*** Opening Supplied entries ***

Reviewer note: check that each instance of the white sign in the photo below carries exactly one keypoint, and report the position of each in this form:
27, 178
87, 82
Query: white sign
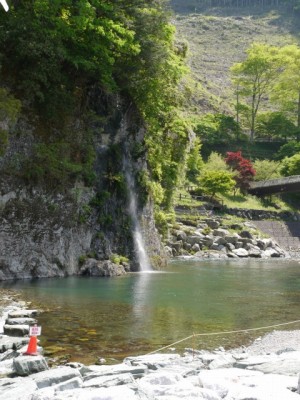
4, 4
35, 330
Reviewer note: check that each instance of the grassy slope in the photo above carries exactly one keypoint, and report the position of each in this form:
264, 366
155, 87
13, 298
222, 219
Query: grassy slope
218, 38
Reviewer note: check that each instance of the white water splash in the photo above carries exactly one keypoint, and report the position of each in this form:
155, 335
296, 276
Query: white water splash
139, 245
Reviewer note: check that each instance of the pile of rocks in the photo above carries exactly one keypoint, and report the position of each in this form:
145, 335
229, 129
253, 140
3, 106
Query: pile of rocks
213, 239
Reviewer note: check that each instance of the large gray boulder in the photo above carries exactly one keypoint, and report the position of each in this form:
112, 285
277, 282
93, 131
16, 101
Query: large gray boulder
16, 330
28, 365
220, 232
93, 267
55, 376
20, 321
110, 380
240, 252
17, 389
23, 314
212, 223
7, 342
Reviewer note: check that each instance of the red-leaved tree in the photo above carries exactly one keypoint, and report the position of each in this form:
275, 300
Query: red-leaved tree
243, 167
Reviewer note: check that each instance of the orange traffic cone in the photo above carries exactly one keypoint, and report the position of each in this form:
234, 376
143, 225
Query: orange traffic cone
32, 347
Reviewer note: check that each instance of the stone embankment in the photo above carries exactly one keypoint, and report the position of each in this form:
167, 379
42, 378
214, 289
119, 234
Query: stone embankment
214, 238
197, 374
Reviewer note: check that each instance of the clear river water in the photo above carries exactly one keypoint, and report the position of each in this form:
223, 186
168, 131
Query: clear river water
134, 314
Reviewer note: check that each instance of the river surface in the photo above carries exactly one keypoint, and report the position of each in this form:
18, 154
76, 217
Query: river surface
88, 318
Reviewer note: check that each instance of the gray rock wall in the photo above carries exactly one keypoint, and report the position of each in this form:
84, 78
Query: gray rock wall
47, 233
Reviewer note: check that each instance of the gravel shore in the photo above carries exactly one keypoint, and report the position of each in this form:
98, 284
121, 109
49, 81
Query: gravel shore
274, 342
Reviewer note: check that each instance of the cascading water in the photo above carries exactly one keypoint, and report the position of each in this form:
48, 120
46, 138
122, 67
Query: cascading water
139, 245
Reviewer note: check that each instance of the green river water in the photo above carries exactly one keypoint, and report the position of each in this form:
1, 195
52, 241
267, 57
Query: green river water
89, 318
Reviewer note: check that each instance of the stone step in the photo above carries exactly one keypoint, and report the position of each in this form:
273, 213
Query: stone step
20, 321
23, 314
7, 343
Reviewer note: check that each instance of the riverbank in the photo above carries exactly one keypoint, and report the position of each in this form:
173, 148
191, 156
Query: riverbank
220, 238
266, 370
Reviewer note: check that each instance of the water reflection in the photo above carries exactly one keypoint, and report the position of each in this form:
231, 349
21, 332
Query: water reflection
137, 313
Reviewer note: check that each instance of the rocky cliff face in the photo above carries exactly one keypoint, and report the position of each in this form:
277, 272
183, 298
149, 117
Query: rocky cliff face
46, 233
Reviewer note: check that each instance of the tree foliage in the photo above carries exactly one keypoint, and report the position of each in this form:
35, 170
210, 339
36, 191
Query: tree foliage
287, 89
54, 54
217, 128
254, 78
213, 182
275, 125
290, 165
288, 150
243, 167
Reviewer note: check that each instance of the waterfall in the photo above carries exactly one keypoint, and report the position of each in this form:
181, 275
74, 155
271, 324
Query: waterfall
139, 245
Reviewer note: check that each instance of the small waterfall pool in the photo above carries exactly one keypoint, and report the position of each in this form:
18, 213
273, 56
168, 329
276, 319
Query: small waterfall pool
140, 312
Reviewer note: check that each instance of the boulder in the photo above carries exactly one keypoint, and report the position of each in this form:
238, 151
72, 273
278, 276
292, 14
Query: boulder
254, 253
212, 223
17, 389
93, 371
194, 239
220, 232
73, 383
207, 241
110, 380
168, 251
232, 238
152, 361
7, 342
246, 234
196, 247
230, 246
92, 267
23, 314
55, 376
220, 240
222, 361
221, 380
7, 368
28, 365
239, 245
180, 235
177, 245
269, 252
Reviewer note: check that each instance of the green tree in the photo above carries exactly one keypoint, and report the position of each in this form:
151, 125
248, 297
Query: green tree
217, 128
288, 150
274, 125
216, 162
213, 182
254, 78
67, 58
9, 111
287, 90
266, 169
194, 161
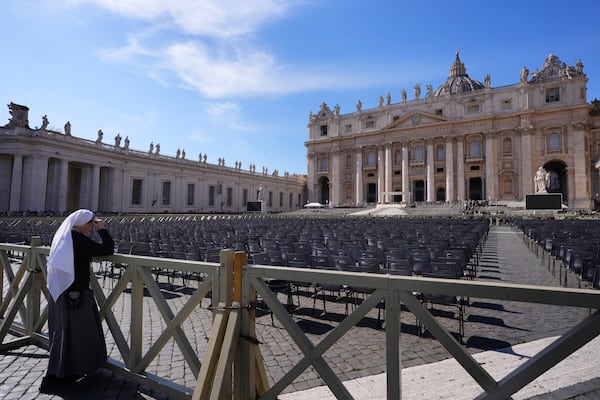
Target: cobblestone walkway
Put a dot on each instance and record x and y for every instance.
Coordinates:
(360, 353)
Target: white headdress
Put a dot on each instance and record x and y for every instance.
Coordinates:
(60, 265)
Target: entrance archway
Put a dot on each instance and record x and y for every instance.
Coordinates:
(323, 196)
(440, 194)
(371, 192)
(419, 190)
(556, 178)
(476, 188)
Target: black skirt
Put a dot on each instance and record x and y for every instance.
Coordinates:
(77, 345)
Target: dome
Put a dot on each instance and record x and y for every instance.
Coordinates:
(458, 81)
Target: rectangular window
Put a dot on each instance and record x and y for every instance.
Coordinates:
(440, 155)
(191, 193)
(136, 192)
(398, 158)
(166, 200)
(552, 95)
(229, 197)
(473, 109)
(554, 142)
(211, 195)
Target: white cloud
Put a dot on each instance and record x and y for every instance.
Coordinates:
(215, 55)
(214, 18)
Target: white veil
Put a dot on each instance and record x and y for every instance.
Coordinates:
(60, 265)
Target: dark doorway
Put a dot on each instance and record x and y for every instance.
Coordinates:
(324, 190)
(419, 190)
(440, 194)
(556, 179)
(371, 192)
(476, 188)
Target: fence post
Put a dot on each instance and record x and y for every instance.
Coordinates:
(35, 291)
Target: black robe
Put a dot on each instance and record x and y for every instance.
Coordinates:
(77, 345)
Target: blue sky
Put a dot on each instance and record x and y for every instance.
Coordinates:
(237, 79)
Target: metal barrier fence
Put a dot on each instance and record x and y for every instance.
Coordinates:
(232, 365)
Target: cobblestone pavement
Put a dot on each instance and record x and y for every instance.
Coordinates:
(361, 352)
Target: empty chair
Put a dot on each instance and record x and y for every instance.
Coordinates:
(420, 260)
(431, 299)
(398, 267)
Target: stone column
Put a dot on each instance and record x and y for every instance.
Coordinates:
(450, 184)
(578, 190)
(336, 180)
(95, 189)
(388, 172)
(359, 183)
(430, 172)
(380, 174)
(406, 195)
(311, 177)
(491, 165)
(16, 184)
(39, 178)
(63, 177)
(527, 184)
(460, 168)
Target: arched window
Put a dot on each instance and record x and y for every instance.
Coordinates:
(475, 148)
(372, 159)
(507, 146)
(508, 186)
(418, 153)
(323, 164)
(439, 153)
(398, 158)
(554, 142)
(348, 161)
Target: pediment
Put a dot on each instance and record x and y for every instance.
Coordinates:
(416, 118)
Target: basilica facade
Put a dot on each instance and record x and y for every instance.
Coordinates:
(464, 140)
(47, 171)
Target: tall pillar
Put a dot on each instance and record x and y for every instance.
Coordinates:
(39, 179)
(63, 177)
(311, 176)
(336, 180)
(460, 168)
(525, 149)
(16, 184)
(95, 187)
(450, 184)
(380, 174)
(491, 165)
(406, 195)
(430, 172)
(579, 196)
(388, 172)
(359, 183)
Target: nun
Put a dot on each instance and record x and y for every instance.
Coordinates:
(76, 337)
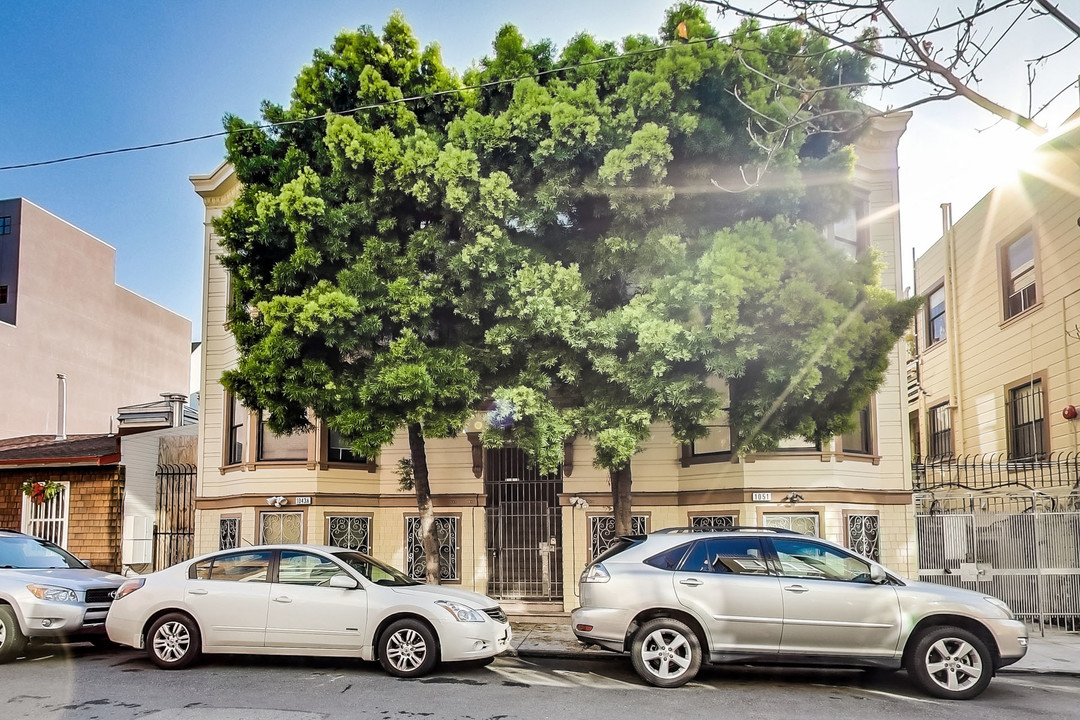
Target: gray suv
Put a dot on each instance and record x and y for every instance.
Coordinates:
(46, 593)
(678, 597)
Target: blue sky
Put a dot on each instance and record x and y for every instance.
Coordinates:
(81, 77)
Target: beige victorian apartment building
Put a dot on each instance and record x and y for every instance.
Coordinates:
(522, 538)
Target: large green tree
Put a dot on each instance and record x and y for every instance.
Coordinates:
(337, 249)
(623, 176)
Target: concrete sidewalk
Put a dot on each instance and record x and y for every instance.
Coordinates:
(1057, 652)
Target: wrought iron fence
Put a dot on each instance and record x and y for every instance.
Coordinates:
(175, 528)
(1020, 546)
(995, 471)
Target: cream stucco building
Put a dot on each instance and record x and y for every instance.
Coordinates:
(522, 538)
(999, 340)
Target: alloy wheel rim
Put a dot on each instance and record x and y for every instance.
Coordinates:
(666, 653)
(954, 664)
(172, 641)
(406, 650)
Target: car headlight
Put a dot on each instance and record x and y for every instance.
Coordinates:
(130, 586)
(1001, 605)
(595, 573)
(460, 612)
(53, 593)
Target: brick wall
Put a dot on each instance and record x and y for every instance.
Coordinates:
(95, 508)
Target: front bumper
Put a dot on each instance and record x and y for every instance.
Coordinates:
(44, 619)
(460, 641)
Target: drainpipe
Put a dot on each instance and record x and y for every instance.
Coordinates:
(953, 329)
(176, 401)
(61, 406)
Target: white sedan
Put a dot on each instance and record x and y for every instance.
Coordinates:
(304, 600)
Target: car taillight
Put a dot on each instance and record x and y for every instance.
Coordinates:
(130, 586)
(595, 573)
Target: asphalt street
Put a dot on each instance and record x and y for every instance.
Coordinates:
(81, 682)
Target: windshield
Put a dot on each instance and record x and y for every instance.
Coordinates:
(30, 553)
(377, 572)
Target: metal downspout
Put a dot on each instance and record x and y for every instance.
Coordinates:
(952, 325)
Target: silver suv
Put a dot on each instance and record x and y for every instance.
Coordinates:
(678, 597)
(46, 593)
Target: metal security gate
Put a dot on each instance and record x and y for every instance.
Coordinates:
(174, 529)
(1021, 547)
(524, 528)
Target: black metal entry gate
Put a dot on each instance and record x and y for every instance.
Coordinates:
(174, 529)
(524, 528)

*** Closing Supplied entries ***

• [Work request] Go through the entries and return each line where the word "gate" appears.

• [Solution to this problem]
Target: metal security gate
Target: black metal entry gate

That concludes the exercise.